[Records from a point labeling set]
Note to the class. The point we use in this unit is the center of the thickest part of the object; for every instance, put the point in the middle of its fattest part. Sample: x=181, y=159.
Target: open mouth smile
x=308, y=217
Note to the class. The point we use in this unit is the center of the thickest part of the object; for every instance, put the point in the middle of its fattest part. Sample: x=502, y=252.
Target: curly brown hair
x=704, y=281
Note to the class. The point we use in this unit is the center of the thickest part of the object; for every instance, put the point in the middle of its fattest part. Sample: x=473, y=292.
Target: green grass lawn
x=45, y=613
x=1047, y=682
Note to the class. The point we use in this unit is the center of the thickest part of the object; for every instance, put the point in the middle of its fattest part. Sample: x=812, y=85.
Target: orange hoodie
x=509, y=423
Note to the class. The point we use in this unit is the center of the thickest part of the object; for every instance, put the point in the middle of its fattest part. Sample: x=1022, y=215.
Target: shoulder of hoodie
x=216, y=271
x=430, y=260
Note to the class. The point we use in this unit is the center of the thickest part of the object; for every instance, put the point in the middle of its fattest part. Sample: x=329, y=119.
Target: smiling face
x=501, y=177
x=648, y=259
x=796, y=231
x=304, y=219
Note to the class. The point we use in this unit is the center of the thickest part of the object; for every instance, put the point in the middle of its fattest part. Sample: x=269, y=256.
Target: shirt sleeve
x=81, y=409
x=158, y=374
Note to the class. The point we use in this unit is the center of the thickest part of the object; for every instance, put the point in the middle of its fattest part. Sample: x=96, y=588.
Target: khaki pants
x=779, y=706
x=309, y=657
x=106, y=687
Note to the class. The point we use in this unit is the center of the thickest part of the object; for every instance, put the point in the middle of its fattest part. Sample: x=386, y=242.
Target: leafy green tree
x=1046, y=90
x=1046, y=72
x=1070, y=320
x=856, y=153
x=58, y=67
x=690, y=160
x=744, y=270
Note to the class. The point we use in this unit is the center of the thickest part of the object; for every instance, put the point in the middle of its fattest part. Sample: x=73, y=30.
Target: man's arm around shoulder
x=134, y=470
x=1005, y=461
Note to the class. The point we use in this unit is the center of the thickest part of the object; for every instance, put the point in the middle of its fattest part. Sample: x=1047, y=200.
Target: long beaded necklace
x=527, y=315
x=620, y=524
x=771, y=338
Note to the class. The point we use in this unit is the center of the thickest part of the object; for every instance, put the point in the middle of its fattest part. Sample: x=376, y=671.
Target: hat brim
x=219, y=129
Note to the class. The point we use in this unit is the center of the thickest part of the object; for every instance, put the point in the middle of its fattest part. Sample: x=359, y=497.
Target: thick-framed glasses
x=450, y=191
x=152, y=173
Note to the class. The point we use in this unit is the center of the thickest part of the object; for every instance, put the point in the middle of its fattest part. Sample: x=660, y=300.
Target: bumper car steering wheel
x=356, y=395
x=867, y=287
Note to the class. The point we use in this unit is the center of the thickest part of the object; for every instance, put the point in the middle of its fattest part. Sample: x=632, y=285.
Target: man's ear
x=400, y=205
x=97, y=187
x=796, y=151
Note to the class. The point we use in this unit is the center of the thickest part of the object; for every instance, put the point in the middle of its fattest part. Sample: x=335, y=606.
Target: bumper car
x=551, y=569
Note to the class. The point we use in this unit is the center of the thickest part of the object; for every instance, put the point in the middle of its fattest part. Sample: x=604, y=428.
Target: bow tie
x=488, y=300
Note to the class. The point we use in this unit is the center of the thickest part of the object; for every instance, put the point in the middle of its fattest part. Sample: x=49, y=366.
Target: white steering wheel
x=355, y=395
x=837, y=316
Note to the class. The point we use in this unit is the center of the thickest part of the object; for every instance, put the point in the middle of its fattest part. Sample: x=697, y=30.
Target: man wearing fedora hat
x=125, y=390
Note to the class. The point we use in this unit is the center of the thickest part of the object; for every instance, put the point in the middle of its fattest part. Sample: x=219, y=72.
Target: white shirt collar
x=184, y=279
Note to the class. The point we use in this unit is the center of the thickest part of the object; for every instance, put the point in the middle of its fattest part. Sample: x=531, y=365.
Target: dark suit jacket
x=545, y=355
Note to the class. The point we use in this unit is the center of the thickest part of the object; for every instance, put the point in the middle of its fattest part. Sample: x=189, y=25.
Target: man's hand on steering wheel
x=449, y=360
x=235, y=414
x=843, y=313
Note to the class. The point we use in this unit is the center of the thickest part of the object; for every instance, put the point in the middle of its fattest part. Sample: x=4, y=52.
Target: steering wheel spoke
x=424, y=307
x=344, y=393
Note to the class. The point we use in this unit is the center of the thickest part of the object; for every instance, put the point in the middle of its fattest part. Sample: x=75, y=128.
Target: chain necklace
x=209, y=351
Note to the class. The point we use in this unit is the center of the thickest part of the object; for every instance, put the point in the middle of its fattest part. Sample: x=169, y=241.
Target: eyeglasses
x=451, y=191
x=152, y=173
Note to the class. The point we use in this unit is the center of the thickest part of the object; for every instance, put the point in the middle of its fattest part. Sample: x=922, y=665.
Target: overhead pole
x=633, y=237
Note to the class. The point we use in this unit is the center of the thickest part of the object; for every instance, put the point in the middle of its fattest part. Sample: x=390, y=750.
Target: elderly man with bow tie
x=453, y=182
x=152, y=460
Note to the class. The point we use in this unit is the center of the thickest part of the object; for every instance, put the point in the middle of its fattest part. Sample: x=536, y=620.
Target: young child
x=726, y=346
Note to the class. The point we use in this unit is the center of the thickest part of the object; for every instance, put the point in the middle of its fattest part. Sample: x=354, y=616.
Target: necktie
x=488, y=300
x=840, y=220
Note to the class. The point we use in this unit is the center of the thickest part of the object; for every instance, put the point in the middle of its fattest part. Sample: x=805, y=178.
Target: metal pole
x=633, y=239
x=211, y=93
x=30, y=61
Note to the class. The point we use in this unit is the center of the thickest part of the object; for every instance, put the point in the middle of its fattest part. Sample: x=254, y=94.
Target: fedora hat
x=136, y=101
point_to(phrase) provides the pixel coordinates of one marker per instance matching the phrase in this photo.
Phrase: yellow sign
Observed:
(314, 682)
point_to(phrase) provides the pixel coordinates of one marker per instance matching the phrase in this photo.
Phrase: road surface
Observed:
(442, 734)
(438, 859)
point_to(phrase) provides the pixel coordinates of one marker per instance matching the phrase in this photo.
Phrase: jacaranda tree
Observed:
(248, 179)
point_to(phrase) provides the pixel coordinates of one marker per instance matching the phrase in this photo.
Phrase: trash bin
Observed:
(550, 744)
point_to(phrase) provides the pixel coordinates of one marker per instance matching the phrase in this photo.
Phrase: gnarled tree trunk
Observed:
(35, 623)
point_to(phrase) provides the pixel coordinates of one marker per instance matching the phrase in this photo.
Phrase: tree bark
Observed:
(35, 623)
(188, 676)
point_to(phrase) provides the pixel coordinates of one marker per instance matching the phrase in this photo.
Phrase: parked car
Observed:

▶ Exercise requirements: Repeat these records line for line, from beginning to end, without altering anything.

▶ Answer for the task:
Note to the class. The point we use in this unit is the center of the thickest part of the object; for every instance, put the point in the middle of its fattest part. Sample: x=181, y=159.
Target: open mouth smile
x=308, y=217
Note to the class. The point we use in this unit is the center of the thickest part of the object; for every instance, put the point in the middle of its fattest part. Sample: x=502, y=252.
Target: curly brown hair
x=704, y=281
Note to the class. The point we use in this unit is the center of the thickest part of the object; for every instance, put the point in the middle of its fattest part. Sample: x=473, y=292.
Target: green grass lawn
x=45, y=613
x=1047, y=682
Note to the class. The point we use in this unit is the center of the thickest part of the object; for every instance, put the point in the middle of its fattest part. Sample: x=812, y=85.
Target: orange hoodie
x=509, y=423
Note to the class. The point we use in this unit is the center of the thickest part of the object; for every instance, put the point in the middle of its fattest part. Sample: x=1022, y=215.
Target: shoulder of hoodie
x=216, y=271
x=430, y=260
Note to the class. The point we use in this unit is the center of the thickest part of the object; for every instance, put the point in the middle of its fattest part. Sample: x=329, y=119.
Target: smiling face
x=501, y=177
x=648, y=259
x=796, y=231
x=304, y=219
Note to the class. The point we use in this unit is the center of the thickest part of the object; for every instance, put the point in the middle of its fattest part. Sample: x=269, y=256.
Target: shirt sleeve
x=81, y=409
x=158, y=374
Note to the class. The point we use in this unit is the center of the thickest part of the object; for every instance, put the point in the middle of its fattest part. Sample: x=96, y=588.
Target: khaki pants
x=779, y=706
x=309, y=657
x=106, y=687
Note to the class. The point we use in this unit is the center of the thickest part of the object; for every instance, put the point in the middle of its fattest part. Sample: x=386, y=242.
Target: leafy green tree
x=1046, y=90
x=1046, y=72
x=1070, y=320
x=856, y=153
x=58, y=67
x=690, y=160
x=744, y=270
Note to the class. The point we use in this unit is the center of the thickest part of the object; for every instance, put the point in the middle of its fattest part. Sample: x=73, y=30.
Target: man's arm around shoulder
x=134, y=470
x=1005, y=461
Note to the class. The point we use in this unit is the center of the thickest part of the object; for every instance, put the point in the middle of its fattest part. Sample: x=1047, y=200.
Target: long beaded necklace
x=527, y=315
x=620, y=524
x=771, y=338
Note to the class. The point we use in this unit is the center of the thickest part of the object; for every instance, put the point in the middle of its fattest part. Sample: x=376, y=671.
Target: hat brim
x=219, y=129
Note to the class. The point we use in this unit is the center of the thickest part of the object; for every instance, put the point in the middle of its fattest part. Sample: x=359, y=497.
Target: thick-framed glasses
x=450, y=191
x=152, y=173
Note to the class. The point we use in this unit is the center of the thickest part of the object; for every instance, put the point in the middle of its fattest part. Sample: x=660, y=300.
Target: bumper car steering wheel
x=356, y=395
x=867, y=287
Note to the class. The point we use in this unit is the center of the thickest part of the object; for every instance, put the point in the middle of its fattest part. Sample: x=632, y=285.
Target: man's ear
x=400, y=205
x=97, y=187
x=796, y=151
Note to the class. The point we use in this unit is the center of the thickest part of the object; for every instance, put the point in the middle of its fattest part. Sample: x=335, y=606.
Target: bumper car
x=551, y=569
Note to the class. The point we use in this unit is the center of the thickest part of the object; for every instance, put the point in the middle of its fattest part. Sample: x=604, y=428.
Target: bow tie
x=488, y=300
Note to the class. The point we use in this unit is the center of the thickest part of the object; for every instance, put the point in the middle of its fattest part. Sample: x=49, y=366.
Target: white steering wheel
x=355, y=395
x=837, y=316
Note to the class. The point we use in this unit is the center of the thickest part of the object; for every instance, put the point in the middle of its fattest part. Sample: x=697, y=30.
Target: man wearing fedora hat
x=125, y=390
Note to the class. The point we use in this unit is the center of the thickest part of the object; for every instance, put the point in the middle of its fattest part. Sample: x=219, y=72.
Target: white shirt collar
x=184, y=279
Note to the class. The point we use in this unit is the center of the thickest part of the object; for every instance, put the point in the middle of its fattest part. Sample: x=531, y=365.
Target: dark suit jacket
x=545, y=355
Note to the class. The point we use in this unit is the center of the thickest part of the object; for every instance, put the point in the middle of its fattest part. Sample: x=189, y=25.
Target: man's hand on steering wheel
x=449, y=360
x=235, y=414
x=843, y=313
Note to the class. The point we use in this unit is the center of the thickest part of the object; for every instance, put the point in the middle of its fattest part. Sample: x=4, y=52.
Target: steering wheel spoke
x=424, y=307
x=344, y=393
Note to the class. The point we use in this unit is the center of the thickest part of the object; for every instance, put the point in the middle of its fattest part. Sample: x=75, y=128.
Target: chain necklace
x=209, y=351
Note to the class. The point we use in this unit is the center of the thickest part of the object; for every instance, put the point in the middle of its fattest part. Sample: x=169, y=241.
Target: eyeglasses
x=451, y=191
x=152, y=173
Note to the class. The point we use in this unit is the center of the thickest part of the object; for every instance, put the point in the middle of its fattest part. Sample: x=922, y=665.
Target: overhead pole
x=633, y=237
Note to the class. The point we use in this unit is the center of the thickest part of the object; for every instance, put the point in the middle of its fattest part. Sample: x=390, y=750.
Target: elderly man with bow tie
x=453, y=182
x=152, y=460
Note to the class. The point we use in this unit is the center of the thickest part of the object; for every instance, put the point in the middle of its fattest part. Sample: x=536, y=620.
Target: young child
x=726, y=346
Note to the class. The point we use in this unit is the center of the thickest part of the object; for every instance, put the point in the middle of its fattest part. Sample: x=354, y=616.
Target: necktie
x=488, y=300
x=840, y=220
Note to the class. The point we use in this unit is the center of the thickest part of the object; for every instance, put the point in the middle of its fattest part. Sample: x=805, y=178.
Target: metal pole
x=633, y=239
x=211, y=93
x=30, y=61
Note to the class. The point we use in this unit is the center of the thickest part of the object; for every instance, put the point in the middle of its fattest part. Sample: x=254, y=94.
Target: fedora hat
x=136, y=101
point_to(phrase) provides the pixel coordinates of one marker per instance matching the phrase in this photo.
Phrase: yellow sign
Observed:
(314, 682)
point_to(phrase) provides the pixel coordinates of one marker per instance matching the phrase in this photo.
Phrase: road surface
Observed:
(442, 734)
(438, 859)
point_to(phrase) provides the pixel coordinates of one marker per instance matching the phrase in this photo.
Phrase: jacaranda tree
Observed:
(248, 179)
point_to(phrase) provides the pixel coordinates of one marker per instance matching the phrase in this photo.
Phrase: trash bin
Observed:
(550, 744)
point_to(phrase) provides the pixel coordinates of one marker per instance matching the phrase in this photo.
Phrase: gnarled tree trunk
Observed:
(35, 623)
point_to(phrase) provides the pixel coordinates of one marker per instance matching the phrase in this photo.
Phrase: tree bark
Observed:
(35, 623)
(188, 676)
point_to(phrase) provides the pixel coordinates of one marker per instance matching the phrase in this photo.
Phrase: parked car
Observed:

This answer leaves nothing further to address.